> [Exercise objective]
Restate the data exactly as given and keep the pictures out.

(Excerpts from point annotation data)
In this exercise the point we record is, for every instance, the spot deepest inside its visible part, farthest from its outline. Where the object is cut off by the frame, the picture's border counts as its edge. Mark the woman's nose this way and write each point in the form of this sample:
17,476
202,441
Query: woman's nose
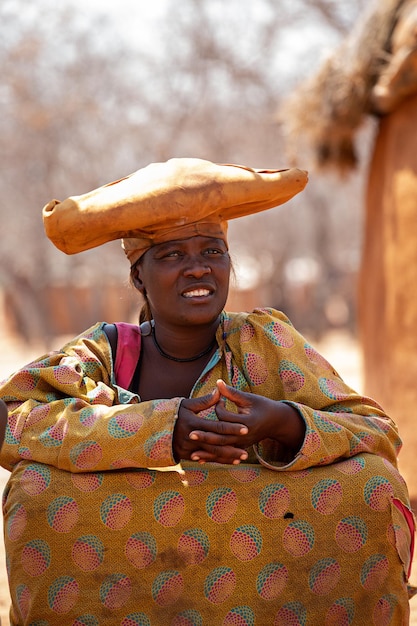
196,266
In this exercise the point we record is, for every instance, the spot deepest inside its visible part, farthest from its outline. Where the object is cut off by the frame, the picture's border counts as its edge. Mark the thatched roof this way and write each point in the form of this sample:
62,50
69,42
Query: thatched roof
324,113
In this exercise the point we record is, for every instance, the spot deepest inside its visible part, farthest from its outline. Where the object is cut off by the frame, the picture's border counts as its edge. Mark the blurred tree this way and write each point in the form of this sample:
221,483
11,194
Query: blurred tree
89,96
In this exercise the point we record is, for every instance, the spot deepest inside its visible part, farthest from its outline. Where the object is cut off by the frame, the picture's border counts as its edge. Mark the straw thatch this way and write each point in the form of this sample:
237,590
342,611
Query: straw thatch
324,113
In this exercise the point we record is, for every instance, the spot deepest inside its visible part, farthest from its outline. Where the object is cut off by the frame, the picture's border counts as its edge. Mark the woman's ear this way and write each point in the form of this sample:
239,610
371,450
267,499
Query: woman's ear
135,275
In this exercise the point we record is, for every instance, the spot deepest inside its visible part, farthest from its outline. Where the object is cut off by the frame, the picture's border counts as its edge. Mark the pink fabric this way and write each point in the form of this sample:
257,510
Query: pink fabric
411,525
127,353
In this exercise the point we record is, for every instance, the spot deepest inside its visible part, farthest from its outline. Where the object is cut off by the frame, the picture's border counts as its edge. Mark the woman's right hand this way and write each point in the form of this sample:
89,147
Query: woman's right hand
220,450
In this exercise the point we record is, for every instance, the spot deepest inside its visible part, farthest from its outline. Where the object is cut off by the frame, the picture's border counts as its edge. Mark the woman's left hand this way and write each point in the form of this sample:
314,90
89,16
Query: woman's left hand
264,418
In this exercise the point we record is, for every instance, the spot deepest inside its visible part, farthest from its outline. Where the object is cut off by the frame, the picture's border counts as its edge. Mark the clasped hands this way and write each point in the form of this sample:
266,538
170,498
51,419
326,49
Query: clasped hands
226,440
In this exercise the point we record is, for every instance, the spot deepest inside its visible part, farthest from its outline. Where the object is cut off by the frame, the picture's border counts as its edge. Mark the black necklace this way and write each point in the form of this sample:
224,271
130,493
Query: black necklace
174,358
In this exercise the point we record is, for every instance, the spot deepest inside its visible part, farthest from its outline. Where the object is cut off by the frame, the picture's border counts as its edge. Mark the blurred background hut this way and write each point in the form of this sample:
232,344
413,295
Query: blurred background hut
373,75
93,91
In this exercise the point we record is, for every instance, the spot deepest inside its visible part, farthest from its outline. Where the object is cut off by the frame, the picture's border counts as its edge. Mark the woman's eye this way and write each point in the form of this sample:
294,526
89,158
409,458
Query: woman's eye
172,254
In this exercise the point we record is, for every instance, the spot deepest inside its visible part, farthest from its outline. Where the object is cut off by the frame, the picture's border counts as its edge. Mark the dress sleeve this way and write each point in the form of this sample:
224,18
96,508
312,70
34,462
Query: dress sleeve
64,410
279,363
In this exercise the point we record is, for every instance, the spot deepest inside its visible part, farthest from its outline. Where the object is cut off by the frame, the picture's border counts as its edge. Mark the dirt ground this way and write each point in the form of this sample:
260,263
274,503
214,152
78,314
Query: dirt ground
340,350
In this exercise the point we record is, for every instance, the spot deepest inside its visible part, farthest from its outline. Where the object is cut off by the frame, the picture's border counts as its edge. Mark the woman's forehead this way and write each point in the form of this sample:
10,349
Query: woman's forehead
186,242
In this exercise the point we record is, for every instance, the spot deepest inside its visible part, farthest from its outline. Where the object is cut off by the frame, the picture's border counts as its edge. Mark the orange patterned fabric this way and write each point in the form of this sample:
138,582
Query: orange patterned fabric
94,536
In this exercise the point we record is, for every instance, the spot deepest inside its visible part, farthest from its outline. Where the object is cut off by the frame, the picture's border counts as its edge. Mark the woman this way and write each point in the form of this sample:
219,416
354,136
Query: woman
286,506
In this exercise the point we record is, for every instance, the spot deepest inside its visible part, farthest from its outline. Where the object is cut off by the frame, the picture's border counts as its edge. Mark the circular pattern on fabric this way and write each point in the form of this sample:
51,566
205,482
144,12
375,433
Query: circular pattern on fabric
188,617
271,581
374,571
38,414
86,454
86,620
274,500
54,435
168,508
291,376
341,613
350,467
333,388
35,479
27,379
67,374
291,614
62,514
88,552
125,425
167,587
378,492
221,504
141,549
247,332
24,600
195,477
24,452
298,538
140,479
89,415
351,533
193,546
36,557
240,616
326,495
315,357
244,474
312,442
136,619
16,522
116,511
324,424
256,368
324,576
219,584
115,591
279,335
87,482
157,445
384,610
63,594
246,542
361,442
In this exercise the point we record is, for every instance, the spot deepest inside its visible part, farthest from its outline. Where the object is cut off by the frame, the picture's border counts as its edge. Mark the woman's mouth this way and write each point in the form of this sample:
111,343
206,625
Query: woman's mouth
197,293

> [Answer to this task]
In this exercise the point we record is, for every instance, the spot deepest inside its visible part, farthest from its outline. Where the object is cut off by the frame, the picture's border counts as its edge. Mark the woman's nose this way and write each point in the form of this sample:
17,476
202,441
Query: woman's nose
196,266
In this exercise the point we record is, for every instance, the spot deepest inside its visible part, farthest from its outline. Where the object is cut off by the frame, the picture's border counts as its edge. Mark the thatched roof this way and write each point in the form of this sample:
62,50
69,42
Query: thatched roof
324,113
In this exercise the point we record is, for every instance, the spot deepest inside its visible part, farthest from its outline. Where the object is cut off by the frame, the picture's border counts as its edge. Mark the blurred tree this way and write each point in the form of this sample:
221,483
11,194
Query: blurred tree
89,96
In this exercise the point we record is, for every instance, the spot deepest inside its visible part, farthest from its outline. Where the object is cut off by the frame, the picture's border counts as its edge. Mark the straw thatch this way and write each point in the form of this sample:
237,590
342,611
Query: straw thatch
324,113
In this exercise the point we record is, for every instance, the spot deepest inside its visible part, farthest from its outline. Where the object is cut off by the frame, the picture's border counts as its edge. Mark the woman's ear this way and write each point in the form of this sample:
239,610
371,450
267,499
Query: woman's ear
135,275
In this exercise the point we record is, for every instance, the spot deepest inside its visible part, farthest from its outline. Where the object is cut off by the frame, the picture's border counts as its edge. Mark the pink fabric this way and write each point in the form of this sample:
257,510
Query: pink fabric
411,525
127,353
In this exercise the point we record is, for every instance, the spot deepest inside its visible part, farthest from its outline. Where the object is cut off by the frame, the picture's border counts as its edge. Mark the woman's right hand this way and write each point in the form of this sample:
89,147
Query: woman's right hand
220,450
In this exercise the point we record is, for every instance, the spot deepest inside its visible part, farthest from its outline. Where the object is cut off by the frame, the picture's border counts as its edge. Mark the woman's left hand this way and write each point in the form of this sample:
314,90
89,16
Query: woman's left hand
264,418
In this exercise the point we record is, for every instance, the spot deepest inside its visible part, farthest from its outline. Where the object is cut off by the frame, the picture's border counts as its edge. Mark the clasped hands this way and write each point in the form of this sample:
266,538
170,498
51,419
326,49
Query: clasped hands
226,440
In this exercise the point we record is, for every instance, the spot deepest inside its visible part, farthest from its outline. Where the object is cut off by the frame, the picture's border counts as its edge. Mark the black necklace this way and write each point in the form of this sample:
224,271
130,493
Query: black necklace
174,358
In this exercise the point we record is, for every instance, the spot deepest inside its visible part, farthest from its outline. Where the object is cut off by the frame, the picture's border counts as its edge. Mark the blurred background hut this way and write each point in the form of this sample:
232,344
413,295
Query: blurred background hut
373,75
93,91
In this exercise the point we record is, for every instance, the spot deepest inside its visible part, farthest from its outline. Where the object is cut off by the frame, the picture's border counts as its edge. Mark the woman's eye this way and write each point in the form of this sample:
294,526
89,158
409,458
Query: woman's eye
172,254
In this exercise the point we record is, for every instance, the spot deepest inside its visible part, farthest from its outline. Where the object is cut off by the frame, the picture's border counts as its edge. Mark the dress sleeve this way and write each point in the form of this sample:
224,18
96,508
312,70
34,462
Query: dress sleeve
64,410
279,363
In this exercise the point we record is, for every instance, the spot deepest inside its visible part, farthest from its outline. Where the object is cut off by the frame, the picture's border counts as its edge. Mark the dirt ground this way and write each point in the form of this sample:
260,263
274,503
214,152
78,314
Query: dirt ground
340,350
In this exercise the point we record is, for every instance, the spot deepest inside its visible part, farthest from its outline. Where the object is cut off by the frame, the picture's border counts as its edge. Mark the woman's forehead this way and write each point in the form of this sample:
10,349
Query: woman's forehead
186,242
In this exercise the point we record is, for every instance, the spot deepest inside its visible part, farthest from its outline. Where the object is cut off by the frame, the picture's border counts as its edge. Mark the orange patterned fabric this way and write each point in the form of this sample:
138,582
Query: orange patterned fabric
94,536
In this exercise the point we record is, for every instance, the spot deepest inside its visible part, farthest from its outline. Where the object is cut off by the frame, the picture's border counts as its edge. Mark the woman this way and write each point in the form of this sample:
219,416
354,136
Query: woman
286,506
In this exercise the point we record is, for every instance, the spot deepest inside its visible part, farthest from its outline. Where the object is cut off by the frame, the picture's border counts as its edge. Mark the circular pattern on fabric this way and write each point in the form of this sample:
51,566
205,482
144,12
375,433
Query: circular pattern on fabric
188,617
271,581
374,571
38,414
86,454
86,620
274,500
54,435
168,508
291,376
341,613
350,467
333,388
35,479
27,379
67,374
291,614
62,514
88,552
125,425
167,587
378,492
221,504
141,549
247,332
24,600
195,477
24,452
298,538
140,479
89,415
351,533
193,546
36,557
240,616
326,495
315,357
244,474
312,442
136,619
16,522
116,511
324,424
256,368
324,576
219,584
115,591
279,335
87,482
157,445
384,610
63,594
246,542
361,442
In this exercise the point we record is, for every instance, the spot deepest inside its visible part, farthest from its outline. Where the object is cut off by the frame, the picture's border counts as its edge. Mark the woman's mouth this way and write each point in the form of this sample:
111,343
206,625
Query: woman's mouth
197,293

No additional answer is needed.